▶ PROBLEM DESCRIPTION: Copy, from the entries below, each line where the word "field" can be found.
──────── DATA PROVIDED
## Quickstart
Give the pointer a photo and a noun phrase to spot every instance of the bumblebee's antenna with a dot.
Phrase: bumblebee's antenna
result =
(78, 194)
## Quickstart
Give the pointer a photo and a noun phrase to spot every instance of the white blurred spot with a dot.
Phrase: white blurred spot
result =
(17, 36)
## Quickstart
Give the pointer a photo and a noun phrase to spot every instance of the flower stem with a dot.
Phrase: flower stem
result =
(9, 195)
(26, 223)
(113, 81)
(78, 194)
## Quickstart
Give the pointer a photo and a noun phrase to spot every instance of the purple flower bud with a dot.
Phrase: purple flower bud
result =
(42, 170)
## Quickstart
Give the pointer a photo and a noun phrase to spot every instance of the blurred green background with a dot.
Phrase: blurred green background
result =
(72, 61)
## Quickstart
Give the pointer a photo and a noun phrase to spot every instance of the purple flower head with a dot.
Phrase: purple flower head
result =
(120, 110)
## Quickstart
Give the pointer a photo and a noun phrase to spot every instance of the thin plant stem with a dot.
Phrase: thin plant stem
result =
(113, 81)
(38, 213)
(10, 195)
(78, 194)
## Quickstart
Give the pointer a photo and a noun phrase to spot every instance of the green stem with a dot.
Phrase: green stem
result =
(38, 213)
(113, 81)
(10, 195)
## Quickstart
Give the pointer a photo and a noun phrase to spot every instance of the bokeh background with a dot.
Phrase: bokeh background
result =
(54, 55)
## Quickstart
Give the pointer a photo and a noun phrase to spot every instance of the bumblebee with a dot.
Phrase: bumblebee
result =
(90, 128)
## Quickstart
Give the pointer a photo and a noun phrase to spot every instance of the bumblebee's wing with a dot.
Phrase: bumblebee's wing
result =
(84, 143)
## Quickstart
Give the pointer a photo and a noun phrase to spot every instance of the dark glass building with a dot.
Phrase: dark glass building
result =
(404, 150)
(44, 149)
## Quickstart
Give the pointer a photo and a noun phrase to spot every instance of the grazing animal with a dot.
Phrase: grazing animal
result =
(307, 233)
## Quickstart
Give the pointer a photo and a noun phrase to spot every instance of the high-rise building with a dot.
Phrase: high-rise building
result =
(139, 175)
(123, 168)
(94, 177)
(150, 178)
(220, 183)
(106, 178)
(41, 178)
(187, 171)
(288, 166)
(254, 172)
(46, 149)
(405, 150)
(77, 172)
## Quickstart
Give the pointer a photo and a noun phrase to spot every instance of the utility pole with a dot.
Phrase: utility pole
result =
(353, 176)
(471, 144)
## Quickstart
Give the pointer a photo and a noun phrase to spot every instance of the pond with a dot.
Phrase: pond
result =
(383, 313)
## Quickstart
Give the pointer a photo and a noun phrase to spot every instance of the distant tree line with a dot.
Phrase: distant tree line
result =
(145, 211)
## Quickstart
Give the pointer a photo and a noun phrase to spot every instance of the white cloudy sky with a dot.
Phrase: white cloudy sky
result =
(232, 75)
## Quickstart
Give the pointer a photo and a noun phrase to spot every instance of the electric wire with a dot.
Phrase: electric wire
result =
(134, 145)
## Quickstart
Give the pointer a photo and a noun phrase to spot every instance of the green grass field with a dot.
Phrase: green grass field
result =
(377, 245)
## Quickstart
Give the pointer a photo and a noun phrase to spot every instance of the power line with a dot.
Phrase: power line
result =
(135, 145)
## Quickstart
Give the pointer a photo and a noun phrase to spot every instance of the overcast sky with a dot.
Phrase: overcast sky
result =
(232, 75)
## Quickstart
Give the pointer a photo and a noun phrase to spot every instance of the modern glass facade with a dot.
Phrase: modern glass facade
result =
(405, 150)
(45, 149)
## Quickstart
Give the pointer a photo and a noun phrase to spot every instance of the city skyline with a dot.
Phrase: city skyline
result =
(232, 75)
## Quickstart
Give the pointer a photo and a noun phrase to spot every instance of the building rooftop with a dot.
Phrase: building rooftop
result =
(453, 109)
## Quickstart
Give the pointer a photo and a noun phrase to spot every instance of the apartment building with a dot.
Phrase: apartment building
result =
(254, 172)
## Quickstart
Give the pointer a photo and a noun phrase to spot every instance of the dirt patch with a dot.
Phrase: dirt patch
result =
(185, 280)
────────────────
▶ ANSWER BELOW:
Give the pointer a photo and a noun phrase to spot every instance of the green grass field with a dot.
Phrase: green grass field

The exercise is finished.